— Given data —
BEGIN

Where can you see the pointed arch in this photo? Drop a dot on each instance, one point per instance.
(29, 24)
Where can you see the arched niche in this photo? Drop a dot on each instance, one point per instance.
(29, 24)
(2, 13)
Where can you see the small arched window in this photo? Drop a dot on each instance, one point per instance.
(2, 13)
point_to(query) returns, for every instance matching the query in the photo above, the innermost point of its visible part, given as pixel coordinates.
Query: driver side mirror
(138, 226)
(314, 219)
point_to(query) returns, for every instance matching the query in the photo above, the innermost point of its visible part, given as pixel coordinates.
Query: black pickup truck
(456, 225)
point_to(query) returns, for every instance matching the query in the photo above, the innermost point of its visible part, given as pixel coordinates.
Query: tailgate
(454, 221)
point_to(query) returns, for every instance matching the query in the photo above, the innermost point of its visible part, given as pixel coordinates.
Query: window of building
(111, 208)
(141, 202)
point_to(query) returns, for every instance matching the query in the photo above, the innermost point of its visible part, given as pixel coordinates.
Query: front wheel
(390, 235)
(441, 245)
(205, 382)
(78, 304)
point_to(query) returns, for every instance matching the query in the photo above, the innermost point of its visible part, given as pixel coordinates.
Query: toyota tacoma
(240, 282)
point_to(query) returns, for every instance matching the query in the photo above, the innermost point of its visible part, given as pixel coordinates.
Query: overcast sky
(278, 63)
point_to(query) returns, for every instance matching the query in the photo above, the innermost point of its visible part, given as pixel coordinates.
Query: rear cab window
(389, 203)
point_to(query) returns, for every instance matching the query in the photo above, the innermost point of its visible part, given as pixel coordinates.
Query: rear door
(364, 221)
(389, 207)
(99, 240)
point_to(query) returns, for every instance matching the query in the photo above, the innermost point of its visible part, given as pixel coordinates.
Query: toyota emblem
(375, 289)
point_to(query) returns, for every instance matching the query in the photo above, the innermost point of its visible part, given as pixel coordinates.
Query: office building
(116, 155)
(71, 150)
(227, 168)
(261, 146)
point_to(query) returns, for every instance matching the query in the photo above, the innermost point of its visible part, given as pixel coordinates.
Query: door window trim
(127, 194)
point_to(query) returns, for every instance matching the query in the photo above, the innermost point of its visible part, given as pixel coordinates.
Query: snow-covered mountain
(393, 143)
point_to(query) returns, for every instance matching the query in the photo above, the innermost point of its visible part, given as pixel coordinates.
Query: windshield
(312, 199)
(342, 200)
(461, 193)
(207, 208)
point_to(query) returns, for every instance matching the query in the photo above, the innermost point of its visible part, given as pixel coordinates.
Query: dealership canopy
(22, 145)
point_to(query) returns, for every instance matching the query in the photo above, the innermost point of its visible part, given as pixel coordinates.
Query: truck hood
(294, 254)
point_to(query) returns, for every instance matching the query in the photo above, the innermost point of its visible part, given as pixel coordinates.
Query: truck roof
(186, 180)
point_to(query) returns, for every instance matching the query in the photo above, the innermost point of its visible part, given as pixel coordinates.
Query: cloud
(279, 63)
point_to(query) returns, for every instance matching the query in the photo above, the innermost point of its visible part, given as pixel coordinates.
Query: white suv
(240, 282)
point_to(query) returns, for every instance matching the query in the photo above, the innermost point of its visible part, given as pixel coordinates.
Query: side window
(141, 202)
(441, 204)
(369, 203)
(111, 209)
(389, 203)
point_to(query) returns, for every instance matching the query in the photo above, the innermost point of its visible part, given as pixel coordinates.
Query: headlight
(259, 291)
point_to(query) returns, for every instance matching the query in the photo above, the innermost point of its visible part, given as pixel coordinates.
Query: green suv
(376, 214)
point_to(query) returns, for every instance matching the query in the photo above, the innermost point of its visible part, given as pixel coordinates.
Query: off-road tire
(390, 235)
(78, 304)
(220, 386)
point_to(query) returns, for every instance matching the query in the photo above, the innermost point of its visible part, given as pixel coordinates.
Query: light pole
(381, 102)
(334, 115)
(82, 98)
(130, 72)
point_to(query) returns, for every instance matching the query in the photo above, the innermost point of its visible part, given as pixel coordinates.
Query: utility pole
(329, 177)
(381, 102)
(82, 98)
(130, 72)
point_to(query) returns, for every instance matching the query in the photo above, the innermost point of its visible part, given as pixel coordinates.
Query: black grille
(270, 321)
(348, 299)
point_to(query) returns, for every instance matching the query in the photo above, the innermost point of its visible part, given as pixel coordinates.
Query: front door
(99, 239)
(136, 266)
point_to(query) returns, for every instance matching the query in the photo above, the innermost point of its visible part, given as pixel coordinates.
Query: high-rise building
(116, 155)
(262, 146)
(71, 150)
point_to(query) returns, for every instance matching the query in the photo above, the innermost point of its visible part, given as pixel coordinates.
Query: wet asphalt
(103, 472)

END

— Your assignment —
Reproduce the entries exactly, dropping nothing.

— Task output —
Where can you see the pointed arch in this photo? Drop a dot on each instance, one point per instance.
(29, 24)
Where can you see the arched niche in this photo? Drop a dot on each instance, one point per instance.
(29, 24)
(2, 13)
Where can you see the small arched window in this photo? Drop a dot on each instance, one point per instance.
(2, 13)
point_to(query) returns, for every instance matching the query in the photo above, the innermost point of its visible part, given as pixel coordinates.
Query: driver side mirror
(138, 226)
(314, 219)
point_to(query) returns, for every instance matching the query in the photo above, the innermost point of its visible part, given as pixel coordinates.
Query: black pickup truck
(456, 225)
point_to(query) returns, for every instance matching the query in the photo above, the innermost point of its visible part, given as pixel coordinates.
Query: tailgate
(454, 221)
point_to(query) returns, for every instance matching the query in the photo above, the innermost point of its visible part, given as pixel coordinates.
Query: window of building
(111, 208)
(141, 202)
point_to(query) returns, for every instance matching the query in the photo above, the innermost point of its visible part, given as pixel coordinates.
Query: front wheel
(390, 235)
(441, 245)
(205, 382)
(78, 304)
point_to(query) returns, for every instance matching the query in the photo above, the innermost point of its visible part, given as pixel coordinates.
Query: toyota tacoma
(240, 282)
point_to(query) returns, for every instance matching the query in the photo above, the innermost point of its visible part, given as pixel coordinates.
Query: overcast sky
(278, 63)
point_to(query) returns, for every instance matching the query in the photo above, the innermost point of its visible part, given as pixel coordinates.
Query: rear cab window
(389, 203)
point_to(query) returns, for every instance matching the query in the photo above, the innermost point of its visible part, given as pixel coordinates.
Query: rear door
(364, 221)
(389, 207)
(99, 240)
point_to(query) returns, for every instance matching the query in the photo above, the innermost point of its visible part, given as pixel coordinates.
Query: toyota emblem
(375, 289)
point_to(query) returns, for every instance matching the query in the photo above, the innermost point of its visible part, given as pixel coordinates.
Query: office building
(116, 155)
(71, 150)
(227, 168)
(261, 146)
point_to(query) returns, for every instance matching the query in the photo above, the innermost point of its visible part, given as pixel coordinates.
Query: door window trim
(127, 194)
point_to(query) returns, for every instance matching the query in the photo above, the innermost point of its visible part, given as pixel coordinates.
Query: snow-covered mountain
(393, 143)
point_to(query) returns, for every instance matching the query in the photo above, the innermost point of its visible part, given as pixel coordinates.
Query: windshield
(312, 199)
(342, 200)
(461, 193)
(207, 208)
point_to(query) returns, for every instance matching the query in the photo above, the innermost point of its visible part, given as pixel coordinates.
Query: dealership canopy
(22, 145)
point_to(query) returns, for every instance matching the query in the photo above, the innermost point of its visible part, given as pixel coordinates.
Query: truck hood
(294, 254)
point_to(query) returns, for every instance matching the query in the photo above, the innermost point of its visible part, given as pixel coordinates.
Query: truck roof
(186, 180)
point_to(query) returns, for every instance matching the query in the photo above, the innermost point of its visible part, given as pixel coordinates.
Query: cloud
(279, 63)
point_to(query) returns, for every instance matching the query in the photo above, the innermost point of its visible part, given as pixel coordinates.
Query: white suv
(240, 282)
point_to(query) returns, for every instance matching the query in the photo above, the innermost point of its visible part, given as pixel coordinates.
Query: side window
(141, 202)
(441, 204)
(369, 203)
(111, 209)
(389, 203)
point_to(query) returns, for every instance matching the query in the photo above, the innermost point of its visible part, given as pixel coordinates.
Query: headlight
(259, 291)
point_to(query) returns, for every instance matching the query in the photo above, the innermost point of its visible part, given as pixel coordinates.
Query: green suv
(376, 214)
point_to(query) returns, for every instance matching the query in the photo above, the innermost point of its visible part, given as pixel coordinates.
Query: off-road tire
(390, 235)
(78, 304)
(220, 386)
point_to(query) returns, for every instance matching the query in the photo above, the innermost point of its visible part, given as pixel coordinates.
Query: light pole
(381, 102)
(334, 115)
(82, 98)
(130, 72)
point_to(query) returns, for every instance matching the query in the photo above, the innermost point of its visible part, given as pixel coordinates.
Query: utility pole
(329, 177)
(381, 102)
(82, 98)
(130, 72)
point_to(query) returns, for every instance matching the query in the photo above, the innermost point of its visible part, given as pixel coordinates.
Query: black grille
(270, 321)
(348, 299)
point_to(query) returns, for every instance matching the query in the photo above, the innermost point of its visible part, given as pixel coordinates.
Query: front door
(99, 239)
(136, 266)
point_to(query) returns, for every instance matching the query in the photo above, the innermost point of its visible part, given as pixel coordinates.
Query: high-rise building
(116, 155)
(262, 146)
(71, 150)
point_to(query) returns, for every instance matching the query in the photo above, the innermost point of its visible part, given as pixel coordinates.
Query: wet asphalt
(103, 472)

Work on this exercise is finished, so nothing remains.